## begin

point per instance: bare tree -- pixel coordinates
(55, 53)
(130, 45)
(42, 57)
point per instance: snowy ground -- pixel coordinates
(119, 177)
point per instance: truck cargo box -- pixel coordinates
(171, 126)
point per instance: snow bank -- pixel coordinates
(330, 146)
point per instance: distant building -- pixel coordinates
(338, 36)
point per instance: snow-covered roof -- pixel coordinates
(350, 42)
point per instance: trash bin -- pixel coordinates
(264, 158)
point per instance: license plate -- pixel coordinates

## end

What you should do -> Above are some records. Print them all exactly.

Exercise result ->
point per instance: bare tree -- pixel coordinates
(55, 53)
(130, 45)
(42, 57)
point per instance: snowy ground -- pixel coordinates
(119, 177)
point per instance: truck cargo box -- pixel coordinates
(171, 126)
point per instance: snow bank -- pixel coordinates
(330, 146)
point per instance: distant building -- pixel coordinates
(338, 36)
point per instance: snow-covered roof -- pixel coordinates
(350, 42)
point per instance: trash bin -- pixel coordinates
(264, 158)
point per instance: license plate -- pixel coordinates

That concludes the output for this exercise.